Aim of the task: Reproduce exactly, from the data that follows, the line with "Pass-network tagging: label the wood plank", the line with "Pass-network tagging: label the cabinet drawer", and every line that lies between them.

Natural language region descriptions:
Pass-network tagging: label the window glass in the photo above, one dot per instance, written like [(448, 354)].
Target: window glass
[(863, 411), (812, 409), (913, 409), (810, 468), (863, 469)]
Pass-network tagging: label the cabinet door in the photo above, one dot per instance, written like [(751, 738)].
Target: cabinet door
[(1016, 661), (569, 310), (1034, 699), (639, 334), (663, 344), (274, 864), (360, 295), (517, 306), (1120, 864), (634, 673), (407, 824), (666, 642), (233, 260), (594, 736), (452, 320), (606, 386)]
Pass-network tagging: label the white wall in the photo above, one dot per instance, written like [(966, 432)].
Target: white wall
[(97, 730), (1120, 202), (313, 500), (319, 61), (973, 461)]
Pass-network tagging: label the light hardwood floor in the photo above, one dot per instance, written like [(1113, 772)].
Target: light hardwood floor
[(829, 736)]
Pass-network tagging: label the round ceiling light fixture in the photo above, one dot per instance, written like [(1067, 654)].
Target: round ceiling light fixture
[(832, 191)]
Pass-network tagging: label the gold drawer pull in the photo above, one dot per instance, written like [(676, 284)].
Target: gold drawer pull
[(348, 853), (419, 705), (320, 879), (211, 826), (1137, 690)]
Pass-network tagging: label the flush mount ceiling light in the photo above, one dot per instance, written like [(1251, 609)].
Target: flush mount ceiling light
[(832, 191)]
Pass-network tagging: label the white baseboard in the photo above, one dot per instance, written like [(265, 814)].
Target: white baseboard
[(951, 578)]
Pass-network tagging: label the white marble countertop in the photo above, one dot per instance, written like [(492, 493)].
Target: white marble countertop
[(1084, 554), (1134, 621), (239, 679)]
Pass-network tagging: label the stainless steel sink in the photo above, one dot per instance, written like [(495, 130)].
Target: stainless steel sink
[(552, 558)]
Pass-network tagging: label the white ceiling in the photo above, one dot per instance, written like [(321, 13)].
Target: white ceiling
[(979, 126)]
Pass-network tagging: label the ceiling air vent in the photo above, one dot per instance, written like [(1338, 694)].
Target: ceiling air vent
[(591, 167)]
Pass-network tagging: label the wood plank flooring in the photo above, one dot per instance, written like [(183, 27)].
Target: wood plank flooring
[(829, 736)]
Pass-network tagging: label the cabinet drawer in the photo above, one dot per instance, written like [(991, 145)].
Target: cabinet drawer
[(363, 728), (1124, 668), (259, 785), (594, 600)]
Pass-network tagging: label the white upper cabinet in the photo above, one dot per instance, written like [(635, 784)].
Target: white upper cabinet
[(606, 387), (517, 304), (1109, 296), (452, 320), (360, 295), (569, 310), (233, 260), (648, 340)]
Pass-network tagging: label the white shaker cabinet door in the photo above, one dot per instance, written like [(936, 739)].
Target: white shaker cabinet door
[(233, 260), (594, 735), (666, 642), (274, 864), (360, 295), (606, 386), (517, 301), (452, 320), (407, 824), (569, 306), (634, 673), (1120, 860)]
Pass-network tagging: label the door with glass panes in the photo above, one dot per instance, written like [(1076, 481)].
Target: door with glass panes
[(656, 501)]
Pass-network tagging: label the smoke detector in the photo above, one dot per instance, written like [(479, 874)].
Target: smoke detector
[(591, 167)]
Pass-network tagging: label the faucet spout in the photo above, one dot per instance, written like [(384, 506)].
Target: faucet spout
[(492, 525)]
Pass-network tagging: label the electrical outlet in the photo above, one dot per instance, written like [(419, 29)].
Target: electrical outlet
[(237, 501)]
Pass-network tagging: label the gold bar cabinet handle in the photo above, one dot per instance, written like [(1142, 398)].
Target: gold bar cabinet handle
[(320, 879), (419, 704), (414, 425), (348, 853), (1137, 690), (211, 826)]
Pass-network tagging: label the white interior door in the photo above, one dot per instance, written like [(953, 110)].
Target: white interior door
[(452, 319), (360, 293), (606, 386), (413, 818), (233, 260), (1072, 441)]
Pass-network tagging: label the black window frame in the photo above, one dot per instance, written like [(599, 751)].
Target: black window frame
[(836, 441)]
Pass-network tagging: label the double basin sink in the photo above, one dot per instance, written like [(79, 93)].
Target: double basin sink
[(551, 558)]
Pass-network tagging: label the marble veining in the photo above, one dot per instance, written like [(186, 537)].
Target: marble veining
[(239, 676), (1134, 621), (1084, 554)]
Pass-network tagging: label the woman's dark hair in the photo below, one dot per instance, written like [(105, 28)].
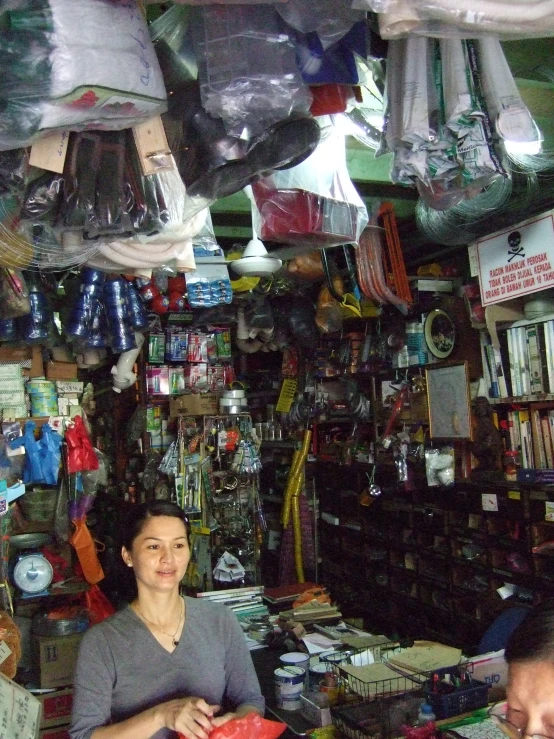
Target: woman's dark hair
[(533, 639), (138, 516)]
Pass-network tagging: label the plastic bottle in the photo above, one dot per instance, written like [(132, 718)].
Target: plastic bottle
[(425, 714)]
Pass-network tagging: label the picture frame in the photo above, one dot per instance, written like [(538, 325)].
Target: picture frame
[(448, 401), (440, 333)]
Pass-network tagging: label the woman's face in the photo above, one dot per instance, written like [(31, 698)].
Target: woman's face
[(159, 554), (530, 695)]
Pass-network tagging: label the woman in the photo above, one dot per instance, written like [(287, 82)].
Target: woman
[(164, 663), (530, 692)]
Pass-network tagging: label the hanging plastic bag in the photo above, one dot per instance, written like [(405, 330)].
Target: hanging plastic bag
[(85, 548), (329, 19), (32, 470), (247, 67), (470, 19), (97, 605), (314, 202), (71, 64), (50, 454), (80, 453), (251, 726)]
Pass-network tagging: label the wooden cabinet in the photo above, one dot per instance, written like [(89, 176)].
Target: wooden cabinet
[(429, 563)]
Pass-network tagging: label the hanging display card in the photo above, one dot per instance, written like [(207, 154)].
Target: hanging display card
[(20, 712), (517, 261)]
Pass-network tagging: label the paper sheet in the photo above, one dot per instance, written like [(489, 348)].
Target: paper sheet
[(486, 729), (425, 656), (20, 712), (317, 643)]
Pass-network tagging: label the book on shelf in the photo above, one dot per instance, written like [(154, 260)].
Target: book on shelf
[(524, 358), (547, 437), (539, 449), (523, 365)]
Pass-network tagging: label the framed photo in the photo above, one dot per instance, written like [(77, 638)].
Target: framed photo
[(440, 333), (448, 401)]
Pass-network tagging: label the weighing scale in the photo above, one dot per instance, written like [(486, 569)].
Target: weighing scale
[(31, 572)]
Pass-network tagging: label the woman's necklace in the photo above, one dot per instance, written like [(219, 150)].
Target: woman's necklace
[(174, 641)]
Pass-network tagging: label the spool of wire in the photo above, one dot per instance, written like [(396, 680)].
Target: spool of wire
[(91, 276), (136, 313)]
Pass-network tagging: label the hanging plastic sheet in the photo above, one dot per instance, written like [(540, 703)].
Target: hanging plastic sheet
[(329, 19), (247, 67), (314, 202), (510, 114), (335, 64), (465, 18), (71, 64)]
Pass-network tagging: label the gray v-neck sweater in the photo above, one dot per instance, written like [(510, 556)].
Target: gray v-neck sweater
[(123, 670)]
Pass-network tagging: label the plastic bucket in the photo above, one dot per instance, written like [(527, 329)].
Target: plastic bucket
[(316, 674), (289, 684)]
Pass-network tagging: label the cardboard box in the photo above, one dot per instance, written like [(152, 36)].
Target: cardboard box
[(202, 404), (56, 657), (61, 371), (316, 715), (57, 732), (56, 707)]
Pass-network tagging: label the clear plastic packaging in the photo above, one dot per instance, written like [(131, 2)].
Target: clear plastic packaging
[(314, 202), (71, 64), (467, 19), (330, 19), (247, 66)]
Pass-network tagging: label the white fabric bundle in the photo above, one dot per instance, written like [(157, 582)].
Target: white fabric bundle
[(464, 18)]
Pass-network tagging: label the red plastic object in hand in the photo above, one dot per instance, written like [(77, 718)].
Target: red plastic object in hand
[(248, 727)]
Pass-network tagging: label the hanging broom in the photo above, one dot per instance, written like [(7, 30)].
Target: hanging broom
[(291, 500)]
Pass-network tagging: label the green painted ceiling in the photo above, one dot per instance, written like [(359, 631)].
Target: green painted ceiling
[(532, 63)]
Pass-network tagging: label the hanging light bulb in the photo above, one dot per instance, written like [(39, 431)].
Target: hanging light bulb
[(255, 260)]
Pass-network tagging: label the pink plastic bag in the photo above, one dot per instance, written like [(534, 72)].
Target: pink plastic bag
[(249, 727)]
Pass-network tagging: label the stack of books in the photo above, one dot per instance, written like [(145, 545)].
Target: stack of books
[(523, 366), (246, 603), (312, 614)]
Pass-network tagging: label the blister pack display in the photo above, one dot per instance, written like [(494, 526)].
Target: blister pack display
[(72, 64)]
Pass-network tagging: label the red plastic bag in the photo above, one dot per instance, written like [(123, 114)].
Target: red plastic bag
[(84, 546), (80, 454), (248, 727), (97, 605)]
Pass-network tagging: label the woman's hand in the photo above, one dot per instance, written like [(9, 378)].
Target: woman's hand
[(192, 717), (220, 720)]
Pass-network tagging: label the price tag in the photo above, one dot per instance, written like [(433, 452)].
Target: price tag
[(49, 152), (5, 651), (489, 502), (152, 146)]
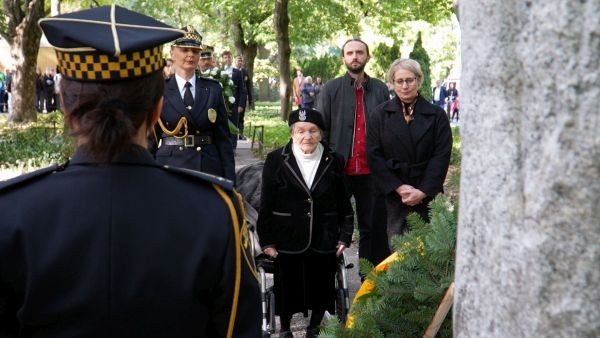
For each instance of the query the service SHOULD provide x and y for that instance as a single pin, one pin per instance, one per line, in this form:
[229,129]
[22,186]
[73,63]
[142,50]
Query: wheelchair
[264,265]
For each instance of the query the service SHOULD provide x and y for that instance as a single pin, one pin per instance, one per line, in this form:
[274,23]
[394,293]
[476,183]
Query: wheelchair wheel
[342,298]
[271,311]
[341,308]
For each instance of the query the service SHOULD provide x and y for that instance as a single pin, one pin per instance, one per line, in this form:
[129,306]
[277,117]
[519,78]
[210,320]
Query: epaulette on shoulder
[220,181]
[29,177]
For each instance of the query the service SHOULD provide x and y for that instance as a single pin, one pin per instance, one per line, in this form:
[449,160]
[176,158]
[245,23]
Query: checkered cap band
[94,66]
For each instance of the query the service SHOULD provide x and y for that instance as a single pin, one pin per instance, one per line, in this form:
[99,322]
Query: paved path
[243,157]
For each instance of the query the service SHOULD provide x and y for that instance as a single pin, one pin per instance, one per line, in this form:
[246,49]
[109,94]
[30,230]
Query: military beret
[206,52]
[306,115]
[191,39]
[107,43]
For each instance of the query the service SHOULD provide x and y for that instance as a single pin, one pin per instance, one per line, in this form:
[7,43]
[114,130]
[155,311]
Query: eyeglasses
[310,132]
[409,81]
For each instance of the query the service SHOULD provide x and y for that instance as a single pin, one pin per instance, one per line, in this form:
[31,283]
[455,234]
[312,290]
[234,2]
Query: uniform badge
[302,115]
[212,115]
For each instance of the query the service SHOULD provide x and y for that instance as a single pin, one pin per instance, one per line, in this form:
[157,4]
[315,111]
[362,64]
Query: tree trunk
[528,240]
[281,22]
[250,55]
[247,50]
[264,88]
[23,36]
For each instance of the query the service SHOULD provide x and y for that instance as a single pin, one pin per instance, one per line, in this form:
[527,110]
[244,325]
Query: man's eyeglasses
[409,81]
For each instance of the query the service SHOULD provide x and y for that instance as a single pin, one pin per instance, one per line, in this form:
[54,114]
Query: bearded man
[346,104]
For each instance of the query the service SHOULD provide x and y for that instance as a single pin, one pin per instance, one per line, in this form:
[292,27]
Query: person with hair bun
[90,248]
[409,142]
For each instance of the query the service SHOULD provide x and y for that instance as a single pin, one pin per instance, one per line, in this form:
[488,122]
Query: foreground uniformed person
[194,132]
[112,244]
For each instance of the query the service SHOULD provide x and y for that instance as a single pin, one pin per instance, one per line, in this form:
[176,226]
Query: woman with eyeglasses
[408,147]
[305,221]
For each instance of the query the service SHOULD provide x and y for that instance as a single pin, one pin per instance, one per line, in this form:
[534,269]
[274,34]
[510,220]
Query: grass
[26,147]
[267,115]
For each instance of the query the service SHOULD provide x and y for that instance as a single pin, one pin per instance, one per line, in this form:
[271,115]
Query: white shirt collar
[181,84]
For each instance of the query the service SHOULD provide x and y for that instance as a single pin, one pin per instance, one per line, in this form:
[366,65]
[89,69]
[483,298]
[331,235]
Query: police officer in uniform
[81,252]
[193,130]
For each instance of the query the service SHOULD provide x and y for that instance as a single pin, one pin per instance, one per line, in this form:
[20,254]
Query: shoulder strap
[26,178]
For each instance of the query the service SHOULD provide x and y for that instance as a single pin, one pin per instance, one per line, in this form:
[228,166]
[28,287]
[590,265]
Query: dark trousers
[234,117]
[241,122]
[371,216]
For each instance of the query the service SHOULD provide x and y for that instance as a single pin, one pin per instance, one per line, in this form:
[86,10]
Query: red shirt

Output for this exercise:
Pass-network tagging: label the wood plank flooring in the photo above, one dot per instance, written like [(183, 27)].
Target: wood plank flooring
[(829, 736)]
Pass-network tagging: label the cabinet drawer in the photo above, one dot per instance, written like [(991, 145)].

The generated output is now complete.